**WHAT IS REQUIRED**
Rescale everything from the line containing "the building reflection" down to the end of the material, giving every line again with the requests included. Multiply only the x,y coordinates in the answers by 1.2 and round them to whole numbers, rounding halves up.

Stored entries
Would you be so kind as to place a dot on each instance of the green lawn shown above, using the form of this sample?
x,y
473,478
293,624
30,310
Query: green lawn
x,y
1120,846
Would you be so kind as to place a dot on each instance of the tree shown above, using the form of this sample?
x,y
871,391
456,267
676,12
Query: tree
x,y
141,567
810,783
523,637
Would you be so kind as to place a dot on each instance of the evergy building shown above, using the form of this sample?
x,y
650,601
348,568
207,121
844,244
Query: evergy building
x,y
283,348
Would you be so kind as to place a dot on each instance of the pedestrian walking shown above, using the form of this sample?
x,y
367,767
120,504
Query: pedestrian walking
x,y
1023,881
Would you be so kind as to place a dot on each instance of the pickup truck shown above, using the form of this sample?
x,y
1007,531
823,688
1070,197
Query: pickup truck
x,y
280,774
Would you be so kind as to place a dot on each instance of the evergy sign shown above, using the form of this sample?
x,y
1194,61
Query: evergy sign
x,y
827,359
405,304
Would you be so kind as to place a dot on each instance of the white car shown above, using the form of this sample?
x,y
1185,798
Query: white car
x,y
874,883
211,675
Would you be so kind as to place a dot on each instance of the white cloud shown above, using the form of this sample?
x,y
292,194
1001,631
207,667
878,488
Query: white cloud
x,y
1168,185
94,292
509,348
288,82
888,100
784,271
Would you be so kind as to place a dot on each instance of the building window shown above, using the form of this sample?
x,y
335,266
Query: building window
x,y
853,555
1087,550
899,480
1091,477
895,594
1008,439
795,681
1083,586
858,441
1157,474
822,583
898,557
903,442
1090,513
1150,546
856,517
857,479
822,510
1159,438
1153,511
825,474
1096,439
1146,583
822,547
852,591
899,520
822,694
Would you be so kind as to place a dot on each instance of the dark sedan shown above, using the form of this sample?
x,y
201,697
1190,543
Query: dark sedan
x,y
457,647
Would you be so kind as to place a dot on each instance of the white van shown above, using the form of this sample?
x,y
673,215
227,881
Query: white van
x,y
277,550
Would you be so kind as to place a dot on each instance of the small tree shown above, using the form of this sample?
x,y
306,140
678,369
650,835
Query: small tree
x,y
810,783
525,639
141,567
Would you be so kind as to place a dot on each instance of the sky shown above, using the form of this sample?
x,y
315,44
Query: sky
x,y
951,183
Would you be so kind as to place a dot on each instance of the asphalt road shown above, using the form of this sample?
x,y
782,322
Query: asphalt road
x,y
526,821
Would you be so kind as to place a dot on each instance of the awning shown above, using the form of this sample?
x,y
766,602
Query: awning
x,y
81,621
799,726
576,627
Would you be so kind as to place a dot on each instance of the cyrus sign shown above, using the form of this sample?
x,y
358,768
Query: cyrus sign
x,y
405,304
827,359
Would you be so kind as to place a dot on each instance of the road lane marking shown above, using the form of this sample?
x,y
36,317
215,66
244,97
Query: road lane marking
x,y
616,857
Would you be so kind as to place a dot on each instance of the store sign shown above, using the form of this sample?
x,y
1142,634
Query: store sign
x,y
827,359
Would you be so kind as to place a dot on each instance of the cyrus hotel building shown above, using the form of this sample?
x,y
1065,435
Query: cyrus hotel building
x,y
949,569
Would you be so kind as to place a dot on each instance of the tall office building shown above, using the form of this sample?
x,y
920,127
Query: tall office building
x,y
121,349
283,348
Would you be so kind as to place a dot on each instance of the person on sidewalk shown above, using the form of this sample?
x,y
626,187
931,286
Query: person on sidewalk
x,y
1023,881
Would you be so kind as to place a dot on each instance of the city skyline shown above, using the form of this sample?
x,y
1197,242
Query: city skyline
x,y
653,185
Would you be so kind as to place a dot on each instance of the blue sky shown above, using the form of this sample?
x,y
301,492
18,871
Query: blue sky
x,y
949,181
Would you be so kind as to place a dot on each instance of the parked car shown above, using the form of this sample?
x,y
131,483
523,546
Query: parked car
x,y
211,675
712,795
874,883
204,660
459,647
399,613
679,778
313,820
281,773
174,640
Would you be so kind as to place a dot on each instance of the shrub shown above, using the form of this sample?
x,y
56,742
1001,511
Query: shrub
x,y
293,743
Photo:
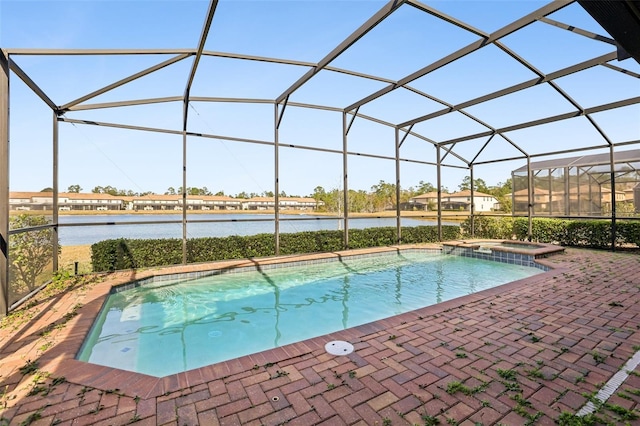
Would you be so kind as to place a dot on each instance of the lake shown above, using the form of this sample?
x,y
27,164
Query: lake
x,y
71,232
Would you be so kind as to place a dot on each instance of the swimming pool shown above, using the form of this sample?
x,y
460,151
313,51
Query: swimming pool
x,y
172,326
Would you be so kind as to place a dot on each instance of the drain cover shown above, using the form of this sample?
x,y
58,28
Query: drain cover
x,y
338,347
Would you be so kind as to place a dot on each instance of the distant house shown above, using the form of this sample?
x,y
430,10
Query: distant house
x,y
66,201
456,201
268,203
194,202
151,202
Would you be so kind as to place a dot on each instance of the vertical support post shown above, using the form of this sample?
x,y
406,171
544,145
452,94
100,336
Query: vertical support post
x,y
184,194
345,182
578,193
530,195
472,209
550,187
567,188
4,183
276,181
439,184
614,228
398,218
513,194
56,190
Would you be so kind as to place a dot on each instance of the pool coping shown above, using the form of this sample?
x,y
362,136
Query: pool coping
x,y
478,245
61,359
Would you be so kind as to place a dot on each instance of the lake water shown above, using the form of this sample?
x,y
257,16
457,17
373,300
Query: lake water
x,y
72,234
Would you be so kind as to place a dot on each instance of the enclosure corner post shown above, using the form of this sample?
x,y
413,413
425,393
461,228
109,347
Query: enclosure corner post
x,y
439,184
276,178
345,180
614,227
4,183
530,197
398,210
56,191
472,207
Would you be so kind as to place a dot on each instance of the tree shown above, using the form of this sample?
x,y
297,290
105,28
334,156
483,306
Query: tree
x,y
29,252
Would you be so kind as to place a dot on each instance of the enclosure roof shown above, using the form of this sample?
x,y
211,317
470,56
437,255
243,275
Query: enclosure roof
x,y
621,157
500,81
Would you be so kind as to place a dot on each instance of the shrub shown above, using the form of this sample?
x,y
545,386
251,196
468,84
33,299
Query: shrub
x,y
111,255
30,253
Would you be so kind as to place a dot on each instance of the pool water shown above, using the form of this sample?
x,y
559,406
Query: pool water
x,y
168,327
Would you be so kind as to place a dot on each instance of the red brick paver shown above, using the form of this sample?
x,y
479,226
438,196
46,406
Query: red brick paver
x,y
521,353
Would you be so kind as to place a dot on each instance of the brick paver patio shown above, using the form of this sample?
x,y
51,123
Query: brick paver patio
x,y
522,353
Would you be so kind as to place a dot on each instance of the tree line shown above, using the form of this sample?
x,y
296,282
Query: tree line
x,y
381,196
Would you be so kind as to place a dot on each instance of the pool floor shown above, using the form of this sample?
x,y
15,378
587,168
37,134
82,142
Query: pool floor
x,y
550,324
221,317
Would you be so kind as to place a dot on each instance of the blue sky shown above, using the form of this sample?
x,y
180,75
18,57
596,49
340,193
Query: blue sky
x,y
306,31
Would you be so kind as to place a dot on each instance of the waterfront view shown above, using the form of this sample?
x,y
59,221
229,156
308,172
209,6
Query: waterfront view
x,y
77,230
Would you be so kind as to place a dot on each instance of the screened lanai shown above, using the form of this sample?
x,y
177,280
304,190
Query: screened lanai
x,y
281,99
588,185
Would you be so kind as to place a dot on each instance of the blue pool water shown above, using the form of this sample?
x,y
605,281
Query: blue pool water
x,y
167,327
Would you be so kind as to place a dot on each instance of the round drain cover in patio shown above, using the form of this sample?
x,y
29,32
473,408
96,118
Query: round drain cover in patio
x,y
338,347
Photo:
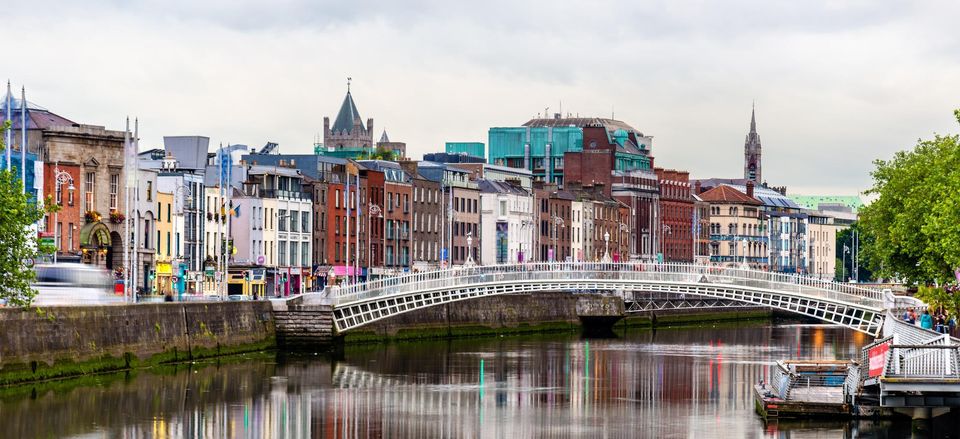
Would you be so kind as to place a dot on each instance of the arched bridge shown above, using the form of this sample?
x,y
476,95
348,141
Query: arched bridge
x,y
852,306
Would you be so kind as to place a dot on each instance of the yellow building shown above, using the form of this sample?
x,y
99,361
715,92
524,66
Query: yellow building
x,y
165,244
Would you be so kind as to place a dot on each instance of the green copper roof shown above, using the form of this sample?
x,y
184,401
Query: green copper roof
x,y
348,113
813,201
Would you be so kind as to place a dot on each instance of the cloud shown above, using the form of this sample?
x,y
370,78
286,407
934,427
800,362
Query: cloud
x,y
836,83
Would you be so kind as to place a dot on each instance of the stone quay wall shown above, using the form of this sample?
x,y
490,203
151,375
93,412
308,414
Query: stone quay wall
x,y
51,342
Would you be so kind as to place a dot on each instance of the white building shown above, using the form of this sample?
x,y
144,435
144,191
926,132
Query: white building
x,y
506,222
577,237
275,228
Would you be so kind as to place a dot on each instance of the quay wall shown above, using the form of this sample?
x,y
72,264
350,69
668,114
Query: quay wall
x,y
52,342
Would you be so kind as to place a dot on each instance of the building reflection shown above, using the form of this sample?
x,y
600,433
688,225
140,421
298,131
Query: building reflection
x,y
691,383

**FINAL ANSWER**
Would you be so kind as to place a dot on each instance of the building reflection shown above, using the form of this sample?
x,y
600,433
688,225
140,421
298,131
Query: building reflection
x,y
829,460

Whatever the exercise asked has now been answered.